* **Exercise aim**
Give the entries again exactly, every one of them.

(Dataset entries)
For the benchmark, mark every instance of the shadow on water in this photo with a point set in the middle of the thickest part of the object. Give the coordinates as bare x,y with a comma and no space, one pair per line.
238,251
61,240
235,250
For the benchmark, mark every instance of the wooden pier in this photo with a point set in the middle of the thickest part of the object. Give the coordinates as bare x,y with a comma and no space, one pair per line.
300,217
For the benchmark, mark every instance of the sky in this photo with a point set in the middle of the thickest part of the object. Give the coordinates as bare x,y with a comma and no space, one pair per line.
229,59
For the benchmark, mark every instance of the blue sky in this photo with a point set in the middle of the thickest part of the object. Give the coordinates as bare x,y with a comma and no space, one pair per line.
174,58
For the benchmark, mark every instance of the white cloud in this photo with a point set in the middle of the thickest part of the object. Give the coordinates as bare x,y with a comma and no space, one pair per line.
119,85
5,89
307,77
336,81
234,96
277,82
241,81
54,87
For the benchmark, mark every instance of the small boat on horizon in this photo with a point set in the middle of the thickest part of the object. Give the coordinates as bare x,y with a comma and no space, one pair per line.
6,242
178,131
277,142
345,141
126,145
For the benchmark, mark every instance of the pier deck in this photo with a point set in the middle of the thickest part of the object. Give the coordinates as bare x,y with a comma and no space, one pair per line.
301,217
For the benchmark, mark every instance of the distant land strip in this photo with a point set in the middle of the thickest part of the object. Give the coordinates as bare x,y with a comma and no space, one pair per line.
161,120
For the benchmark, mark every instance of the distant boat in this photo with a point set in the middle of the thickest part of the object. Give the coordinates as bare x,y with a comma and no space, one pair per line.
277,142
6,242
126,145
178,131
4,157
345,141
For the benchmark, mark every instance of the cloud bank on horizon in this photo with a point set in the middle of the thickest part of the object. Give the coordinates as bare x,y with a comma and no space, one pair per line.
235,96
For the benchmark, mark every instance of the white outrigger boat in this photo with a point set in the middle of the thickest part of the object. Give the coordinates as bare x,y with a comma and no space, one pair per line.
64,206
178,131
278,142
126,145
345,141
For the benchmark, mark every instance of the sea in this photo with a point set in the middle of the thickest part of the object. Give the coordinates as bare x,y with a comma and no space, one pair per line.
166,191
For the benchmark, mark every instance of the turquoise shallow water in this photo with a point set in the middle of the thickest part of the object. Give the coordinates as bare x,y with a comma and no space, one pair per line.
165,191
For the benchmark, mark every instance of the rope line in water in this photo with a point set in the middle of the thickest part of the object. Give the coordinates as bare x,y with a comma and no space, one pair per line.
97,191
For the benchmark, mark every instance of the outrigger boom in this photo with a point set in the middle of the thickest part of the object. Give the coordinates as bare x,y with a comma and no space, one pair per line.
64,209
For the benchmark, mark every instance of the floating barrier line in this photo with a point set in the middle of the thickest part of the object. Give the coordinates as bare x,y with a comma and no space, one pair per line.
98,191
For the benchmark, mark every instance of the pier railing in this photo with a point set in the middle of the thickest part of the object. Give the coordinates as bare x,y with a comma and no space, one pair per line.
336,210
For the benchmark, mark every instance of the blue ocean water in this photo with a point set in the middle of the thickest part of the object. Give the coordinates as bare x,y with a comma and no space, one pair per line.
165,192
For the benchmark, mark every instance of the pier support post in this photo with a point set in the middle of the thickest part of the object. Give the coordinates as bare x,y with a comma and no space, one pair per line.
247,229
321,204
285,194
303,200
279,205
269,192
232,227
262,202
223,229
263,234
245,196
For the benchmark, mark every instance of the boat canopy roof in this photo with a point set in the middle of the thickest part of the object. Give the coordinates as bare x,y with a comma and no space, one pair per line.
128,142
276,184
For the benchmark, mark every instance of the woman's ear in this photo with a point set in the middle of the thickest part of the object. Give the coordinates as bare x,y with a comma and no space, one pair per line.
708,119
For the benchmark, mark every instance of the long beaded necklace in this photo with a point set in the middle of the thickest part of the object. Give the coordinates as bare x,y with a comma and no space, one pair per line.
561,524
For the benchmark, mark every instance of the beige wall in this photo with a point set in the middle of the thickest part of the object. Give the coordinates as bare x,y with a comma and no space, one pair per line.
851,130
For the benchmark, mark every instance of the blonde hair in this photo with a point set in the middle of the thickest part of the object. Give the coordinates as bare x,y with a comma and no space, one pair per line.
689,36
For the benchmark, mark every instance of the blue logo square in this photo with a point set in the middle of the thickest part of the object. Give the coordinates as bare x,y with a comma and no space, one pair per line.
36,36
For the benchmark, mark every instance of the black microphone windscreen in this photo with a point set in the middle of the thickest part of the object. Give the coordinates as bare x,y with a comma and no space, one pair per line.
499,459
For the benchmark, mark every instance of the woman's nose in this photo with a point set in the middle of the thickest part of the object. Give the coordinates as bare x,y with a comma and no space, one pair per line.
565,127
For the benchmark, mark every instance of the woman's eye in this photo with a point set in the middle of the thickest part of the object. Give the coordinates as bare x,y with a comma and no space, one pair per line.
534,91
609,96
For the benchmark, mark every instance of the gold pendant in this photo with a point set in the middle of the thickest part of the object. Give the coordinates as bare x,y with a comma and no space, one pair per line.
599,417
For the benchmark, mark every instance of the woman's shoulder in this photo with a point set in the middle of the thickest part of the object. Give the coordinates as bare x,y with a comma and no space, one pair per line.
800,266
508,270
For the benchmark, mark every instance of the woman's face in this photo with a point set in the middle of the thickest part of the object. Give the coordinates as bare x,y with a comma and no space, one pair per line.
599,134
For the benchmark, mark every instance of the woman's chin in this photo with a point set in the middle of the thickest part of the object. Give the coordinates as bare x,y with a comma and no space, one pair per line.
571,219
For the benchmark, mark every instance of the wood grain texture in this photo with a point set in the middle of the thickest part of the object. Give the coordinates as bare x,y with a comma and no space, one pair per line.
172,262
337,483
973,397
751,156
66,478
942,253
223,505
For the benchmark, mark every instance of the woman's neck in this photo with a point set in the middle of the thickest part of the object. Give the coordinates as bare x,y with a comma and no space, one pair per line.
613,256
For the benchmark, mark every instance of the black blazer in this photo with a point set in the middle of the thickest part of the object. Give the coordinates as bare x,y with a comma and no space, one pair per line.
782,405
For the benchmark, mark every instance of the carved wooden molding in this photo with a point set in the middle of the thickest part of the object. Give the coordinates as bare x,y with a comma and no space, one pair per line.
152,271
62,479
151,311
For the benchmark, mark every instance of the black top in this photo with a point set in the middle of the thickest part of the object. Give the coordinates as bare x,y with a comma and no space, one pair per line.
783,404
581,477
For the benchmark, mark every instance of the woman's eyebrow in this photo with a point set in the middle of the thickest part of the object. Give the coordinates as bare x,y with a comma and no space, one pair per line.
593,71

* **Finished task**
For the benchmark, mark every instance of the shadow on water in this photo with a point set in the middle of the thickest part of the object. Give the coordinates as bare x,y with a comma and no space, one pair per line.
238,251
61,240
235,250
For the benchmark, mark every instance of the wooden pier in this photo with a point set in the middle of the thickest part of the object. Give the coordinates as bare x,y with a comma and no space, one pair per line.
300,217
For the benchmark, mark every instance of the sky in this photo with a point set in the middle of the thickest part of the object. Give the coordinates as bare x,y with a comma and no space, one pair per line.
229,59
For the benchmark, mark every instance of the blue sky in this photo with a point set in the middle of the thickest part of the object. Give the coordinates as bare x,y with a comma and no space, one pair per line.
174,58
For the benchmark, mark every instance of the white cloud in this photo with a point set in the middle of the thickest part of the object. Give the coordinates as bare x,y with a comma and no space, one pair per line.
119,85
5,89
307,77
336,81
234,96
277,82
241,81
54,87
For the benchmark, mark every instance of the small boat on horizon in this photo with a point set in the middle of the thickest part of the object. Give the coordinates as bare x,y with a comma and no space, one pair per line.
6,242
178,131
277,142
345,141
126,145
For the benchmark, mark every instance of the pier deck in this photo with a point set in the middle of the thickest part of the object. Give the coordinates as bare x,y with a comma and no space, one pair per line.
301,217
For the benchmark, mark every instance of the distant land strip in this photo with a point set in the middle of the thickest part of the object. Give the coordinates as bare x,y with a comma and no space, one pair per line.
161,120
For the benchmark, mark every instance of the distant boat in this photo with a point set in the middle of the thickest part of the object. Give the coordinates as bare x,y with a comma and no space, one pair per line.
277,142
6,242
126,145
178,131
4,157
345,141
For the benchmark, mark every instance of the cloud bank on horizon in this photo with a point set in the middle of the thickest part of the object. Give the coordinates as bare x,y with a comma and no space, one pair per line.
235,96
For the benchmark, mark every instance of the white outrigger boat in this photo with a point set in the middle of the thickest part of the object. Give the coordinates as bare x,y with a comma and no space, one pair per line.
64,206
178,131
278,142
126,145
345,141
For the benchmark, mark every instance of the sea in this photo with a point set in the middle of the thickest part of the object. Give the coordinates as bare x,y with a comma and no space, one pair per line.
166,191
For the benchmark, mark every instance of the turquoise shallow water in this photo with a point set in the middle of the thickest part of the object. Give the coordinates as bare x,y with a comma and no space, one pair per line.
165,191
For the benchmark, mark every instance of the rope line in water in this photo with a point set in the middle of the thickest part of the object. Give the coordinates as bare x,y with a comma and no space, one pair per line.
97,191
For the benchmark, mark every instance of the outrigger boom in this photo with a point set in the middle of the thickest part of the object. Give the coordinates as bare x,y with a comma and no space, one pair per line.
64,209
For the benchmark, mark every instance of the floating barrier line in this photo with a point set in the middle of the thickest part of the object. Give the coordinates as bare x,y with a comma and no space, one pair per line.
98,191
For the benchmark, mark every instance of the pier railing in this photo with a point set in the middle of the thickest part of the object. Give the coordinates as bare x,y with a comma and no space, one pair per line.
336,210
For the benchmark, mark every instance of the blue ocean water in this photo with a point set in the middle of the thickest part of the object. Give the coordinates as bare x,y with a comma and no space, one pair per line.
165,192
For the benchmark, mark every instance of the pier support post in this photo with a point set in the middle of the thickest part of the object. Give the coordinates as bare x,y with a comma and no space, one pair per line.
247,229
321,204
285,194
303,200
279,205
269,192
232,227
262,202
223,229
263,234
245,196
For the benchmark, mark every instance of the boat canopy roof in this photo with a point set in the middle of the thickest part of the object. Give the coordinates as bare x,y with a comma and no space, one pair per line.
128,142
276,184
For the benchmark, mark every instance of the woman's ear in this photo with a point set in the middle of the thickest part of the object. Give the coordinates as bare x,y with a comma and no space, one pair per line.
708,119
For the benchmark, mark every instance of the long beaded necklace in this photo with a point set in the middle of the thickest part of the object. Give the coordinates as bare x,y with a comma and no space, one pair per line.
561,524
For the benchmark, mark every instance of the beige wall in this photo with a point set in the middle of the thickest part of the object. Give the coordinates as bare x,y with a comma and no space, one pair per line.
851,130
For the benchmark, mark every instance of the blonde hair in this photo with a point set in the middle of the thickest part of the object. Give the coordinates as bare x,y with a comma and no space, one pair per line.
689,36
For the benchmark, mark every instance of the blue logo square in this photo with a point set in the middle of the thickest part of the object. Give the coordinates as bare x,y with a comma and no space, one pair per line.
36,36
For the benchmark, mark every instance of the black microphone windscreen in this photo with a point set in the middle of the thickest part of the object. Give the coordinates as bare x,y with a comma and no space, one pair per line.
499,459
For the benchmark, mark every instance of the woman's nose in this photo with a point set in the middle of the thickest part of the object. Give the coordinates as bare x,y with a comma and no space, one pair per line.
565,127
For the benchmark, mark every instance of the woman's eye in this photo with a point set in the middle of the thickest part of the object. Give the coordinates as bare x,y with a comma and no space, one pair per line.
534,91
609,96
For the benchmark, mark every instance of the gold pendant in this photo with a point set in the middle of the thickest part of the object. Give the coordinates as bare x,y with a comma and no space, one pair per line.
599,417
For the benchmark, mark every instance of the woman's shoulder in this photo with a point set in the middle of the thickest part of the object. Give the coordinates as bare x,y with a comma and no space, one pair per line.
800,266
508,270
For the benchmark, mark every instance of the woman's face in this photo with a point set in the middle of the thickest part of the object. Give the coordinates as bare x,y with a comma and no space, one pair per line.
599,134
For the benchmark, mark every instance of the woman's chin in this photo with a point set in the middle of the thickest part of the object. Give the coordinates as bare x,y with a comma and no space, one pair per line.
571,219
For the benchmark, mark every instance of the wood grain texture in this photo with a point set in the middle of the thickest part of the object. Give the coordinates as bare x,y with a comma and no space, one pair per line.
172,262
337,483
973,397
751,156
66,478
942,253
223,505
For the benchmark, mark every instance of the woman's neck in this photo with a point set in the middle of the thickest part of the object. Give the coordinates as bare x,y with a comma and no space, one pair per line.
613,256
For the benchmark, mark every instance of the black blazer in this photo with a point set in the middle of the thickest part of the object. Give the coordinates as bare x,y with a comma and no space, one pair per line.
782,405
For the benchmark, mark every instance of the carved wooden molding in this photo with a point set in the middle of the thickest part of the object. Give the coordinates as bare x,y with a comma and no space, one pair per line.
152,271
62,479
151,311
For the benchmark, mark every instance of the black top in this photo with a point set in the middle of the thickest part of the object. Give the coordinates as bare x,y with a comma and no space, one pair per line.
783,404
581,477
For the benchmark, mark every instance of the woman's eyebrow in this photo with a point set in the middle of the thickest part of the object. Give the coordinates as bare x,y with a comma and no space, one pair per line.
593,71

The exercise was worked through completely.